> [Passage to read]:
►
The pandemic has turned Centro CEO and founder Shawn Riegsecker into a slipper-wearing night owl.
When Slack and email goes quiet, Shawn gets busy, staying up until the wee hours. Working from home can do that to you.
“There are too many pings throughout the day, too much mental confusion,” he says. “When everybody shuts off late in the evening at 9 o’clock, my brain turns on.”
One topic that’s on his and the collective mind is the third-party cookie question. The big fear, he says, is that the loss of third-party cookies will concentrate yet more power in the hands of the people who’ve already got it.
That’s a legitimate concern. But the ad industry is facing another challenge that’s even closer to home: a serious case of head-in-the-sand syndrome. “We spend so much time trying to figure out ways around the legislation vs. understanding as an industry what it’s intended for, which for the most part is respecting the consumer’s privacy,” Shawn says.
◄
> [Dataset content]:
►
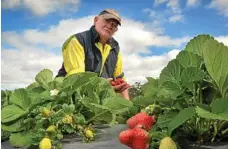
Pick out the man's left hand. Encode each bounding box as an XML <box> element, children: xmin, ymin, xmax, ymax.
<box><xmin>110</xmin><ymin>78</ymin><xmax>130</xmax><ymax>93</ymax></box>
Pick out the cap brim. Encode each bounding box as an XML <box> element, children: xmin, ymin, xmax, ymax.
<box><xmin>101</xmin><ymin>14</ymin><xmax>121</xmax><ymax>26</ymax></box>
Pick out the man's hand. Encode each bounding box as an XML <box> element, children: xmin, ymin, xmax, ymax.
<box><xmin>109</xmin><ymin>78</ymin><xmax>130</xmax><ymax>93</ymax></box>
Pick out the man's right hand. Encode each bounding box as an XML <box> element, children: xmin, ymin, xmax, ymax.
<box><xmin>110</xmin><ymin>78</ymin><xmax>130</xmax><ymax>93</ymax></box>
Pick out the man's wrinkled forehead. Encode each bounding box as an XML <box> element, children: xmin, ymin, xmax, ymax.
<box><xmin>98</xmin><ymin>9</ymin><xmax>121</xmax><ymax>25</ymax></box>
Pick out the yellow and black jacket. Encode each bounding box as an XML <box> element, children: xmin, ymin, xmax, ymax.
<box><xmin>57</xmin><ymin>26</ymin><xmax>124</xmax><ymax>78</ymax></box>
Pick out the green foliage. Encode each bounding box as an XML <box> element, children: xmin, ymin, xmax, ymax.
<box><xmin>132</xmin><ymin>35</ymin><xmax>228</xmax><ymax>146</ymax></box>
<box><xmin>1</xmin><ymin>69</ymin><xmax>133</xmax><ymax>148</ymax></box>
◄
> [Questions on the material]:
1 - In the piece on Centro's founder, what time does Shawn say everybody shuts off in the evening?
2 - Repeat the piece on Centro's founder between "The pandemic has" and "that to you.", inclusive.
3 - Go on with the piece on Centro's founder from where it stops.
None of the records matter here.

> [Answers provided]:
1 - 9 o'clock.

2 -
The pandemic has turned Centro CEO and founder Shawn Riegsecker into a slipper-wearing night owl.
When Slack and email goes quiet, Shawn gets busy, staying up until the wee hours. Working from home can do that to you.

3 -
The same syndrome is evident in ad industry self-regulation, which historically has no teeth. When doctors commit malpractice, their license is taken away. When lawyers commit an offense, they’re disbarred. Not so in the ad industry.
Until there’s a governing body with the power to hold companies accountable, bad actors will keep on doing as they do.
“If there is no penalty for breaking the T’s and C’s and/or the conditions, OK, what’s the incentive not to step over the line in our industry?” Shawn says. “And we’ve seen that happen quite a bit.”
Also in this episode: why centrism will save political discourse; Shawn’s virtual happy hour drink of choice and using VR as a way to stay active during the pandemic.